TRECHO
:::

O primeiro passo de Leninha foi procurar, claro, Mauro Martelossi. Em seguida, chegou a Santiago Botas, papa do assunto no Chile, e ao chef Francisco Ansiliero, um grande apreciador de azeite. “Ele deu a contribuição local que eu necessitava.” A tese não só foi concluído com sucesso, como ela validou os dois critérios de harmonização que havia descoberto na pesquisa e acrescentou mais quatro.

Na pandemia

Há sete anos, a chef abriu a casa de festas Orpheum, no Jardim Botânico, com capacidade para mil pessoas. No espaço, funciona, também, o Empório da Gastronomia, local em que vende uma linha de produtos de sua autoria — azeites, temperos, sais aromatizados, pestos, congelados — e promove eventos regulares, como o Mão na Massa, no qual o cliente pode cozinhar para amigos; o Vinho, Comida e Música, em que oferece menus harmonizados com vinho e boa música ao vivo; e o Cinema Mesa, em que desenvolve um menu a partir de um filme. Outro xodó de Leninha é o Jantar às Cegas, no qual o cliente degusta um menu vendado e sem saber nada prévio sobre ele. “É uma experiência em que aguçamos todos os sentidos dos convidados.” Mas veio a pandemia e todos os eventos precisaram ser cancelados.

:::

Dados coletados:
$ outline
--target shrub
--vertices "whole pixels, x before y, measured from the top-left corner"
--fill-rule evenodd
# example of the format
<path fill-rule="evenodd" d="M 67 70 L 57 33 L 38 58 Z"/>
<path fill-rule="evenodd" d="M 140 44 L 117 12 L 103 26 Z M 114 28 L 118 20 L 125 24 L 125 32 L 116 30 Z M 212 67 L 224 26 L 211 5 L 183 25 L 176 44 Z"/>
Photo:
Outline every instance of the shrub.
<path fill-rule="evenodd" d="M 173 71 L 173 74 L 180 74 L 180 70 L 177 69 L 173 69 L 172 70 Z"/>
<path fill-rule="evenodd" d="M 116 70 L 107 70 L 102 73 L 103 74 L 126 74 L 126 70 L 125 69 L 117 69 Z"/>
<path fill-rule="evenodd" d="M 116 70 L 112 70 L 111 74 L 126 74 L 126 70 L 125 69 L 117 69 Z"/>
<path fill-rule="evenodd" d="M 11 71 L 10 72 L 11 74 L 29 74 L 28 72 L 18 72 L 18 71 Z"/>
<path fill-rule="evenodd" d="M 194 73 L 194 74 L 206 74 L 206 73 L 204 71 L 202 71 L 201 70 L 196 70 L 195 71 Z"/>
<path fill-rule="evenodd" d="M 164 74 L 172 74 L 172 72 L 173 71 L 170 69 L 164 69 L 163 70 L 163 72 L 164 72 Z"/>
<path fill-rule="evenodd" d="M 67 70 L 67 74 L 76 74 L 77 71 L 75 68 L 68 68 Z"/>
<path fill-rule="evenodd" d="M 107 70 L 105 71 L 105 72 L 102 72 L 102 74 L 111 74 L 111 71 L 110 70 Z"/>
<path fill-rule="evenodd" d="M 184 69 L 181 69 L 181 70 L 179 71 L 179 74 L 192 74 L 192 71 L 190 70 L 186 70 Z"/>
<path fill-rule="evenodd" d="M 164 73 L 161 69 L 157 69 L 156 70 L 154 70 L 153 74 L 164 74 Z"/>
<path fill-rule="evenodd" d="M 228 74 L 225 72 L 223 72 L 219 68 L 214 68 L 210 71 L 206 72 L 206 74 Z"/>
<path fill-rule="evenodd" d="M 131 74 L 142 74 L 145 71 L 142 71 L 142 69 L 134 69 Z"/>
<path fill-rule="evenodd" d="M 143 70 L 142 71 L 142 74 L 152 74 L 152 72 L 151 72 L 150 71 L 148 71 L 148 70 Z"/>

:::

COMO FAZER
Reproduza sem nenhuma alteração a parte do texto sobre a chef Leninha que vai de "Há sete anos, a" até "precisaram ser cancelados.".

RESPOSTA ESCRITA
Há sete anos, a chef abriu a casa de festas Orpheum, no Jardim Botânico, com capacidade para mil pessoas. No espaço, funciona, também, o Empório da Gastronomia, local em que vende uma linha de produtos de sua autoria — azeites, temperos, sais aromatizados, pestos, congelados — e promove eventos regulares, como o Mão na Massa, no qual o cliente pode cozinhar para amigos; o Vinho, Comida e Música, em que oferece menus harmonizados com vinho e boa música ao vivo; e o Cinema Mesa, em que desenvolve um menu a partir de um filme. Outro xodó de Leninha é o Jantar às Cegas, no qual o cliente degusta um menu vendado e sem saber nada prévio sobre ele. “É uma experiência em que aguçamos todos os sentidos dos convidados.” Mas veio a pandemia e todos os eventos precisaram ser cancelados.